#### [Job]
Copy every entry below word for word, leaving the pictures out of your copy.

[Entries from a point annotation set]
###

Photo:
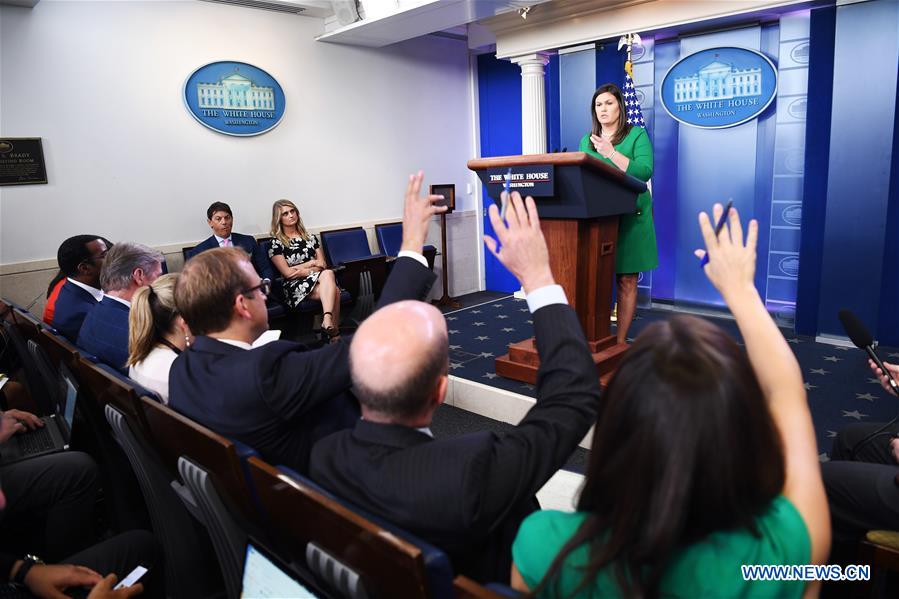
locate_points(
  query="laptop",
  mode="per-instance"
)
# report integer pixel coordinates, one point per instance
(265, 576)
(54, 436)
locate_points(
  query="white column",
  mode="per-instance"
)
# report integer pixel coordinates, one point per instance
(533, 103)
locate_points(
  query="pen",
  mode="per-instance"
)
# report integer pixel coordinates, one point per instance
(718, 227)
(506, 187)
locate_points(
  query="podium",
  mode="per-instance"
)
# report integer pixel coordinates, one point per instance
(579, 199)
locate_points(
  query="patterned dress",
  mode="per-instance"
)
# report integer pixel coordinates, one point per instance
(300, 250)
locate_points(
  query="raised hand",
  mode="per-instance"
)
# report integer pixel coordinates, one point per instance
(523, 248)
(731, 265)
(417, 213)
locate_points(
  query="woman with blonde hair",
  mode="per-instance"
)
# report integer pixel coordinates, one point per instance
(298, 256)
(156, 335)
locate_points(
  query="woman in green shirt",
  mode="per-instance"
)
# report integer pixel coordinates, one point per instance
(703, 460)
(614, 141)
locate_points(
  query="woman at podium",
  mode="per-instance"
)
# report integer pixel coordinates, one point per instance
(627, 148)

###

#### [Solution for this exercise]
Photo:
locate_points(
  query="laptop",
  mode="per-instance"
)
# report integer pixel coordinates, one point per instance
(265, 576)
(54, 436)
locate_points(
  query="white column",
  mode="per-instance"
)
# report integer pixel coordinates, one point per instance
(533, 103)
locate_points(
  query="pen",
  mode="per-instance"
)
# report integer pixel coordinates, one point per instance
(718, 227)
(506, 187)
locate_points(
  query="podium",
  mode="per-instance"
)
# report integer pixel coordinates, one point per instance
(579, 199)
locate_points(
  query="patterned dress",
  mode="per-instance"
)
# report integer pixel coordinates, one point per instance
(300, 250)
locate_points(
  query="raised hand",
  mode="per-instance"
)
# report integer pixel coordinates, one point per instance
(523, 248)
(731, 265)
(417, 213)
locate_points(
  query="woman with blonde hair",
  mode="per-instance"
)
# report integer pixel coordinates, one point per instance
(298, 256)
(156, 335)
locate_points(
  query="woman in green shirt",
  mode="per-instance"
)
# report integer pixel coordinates, one point per instance
(703, 460)
(614, 141)
locate_points(
  query="woman at podium",
  mode="per-instance"
)
# report integer pixel coordinates, one point per instance
(627, 148)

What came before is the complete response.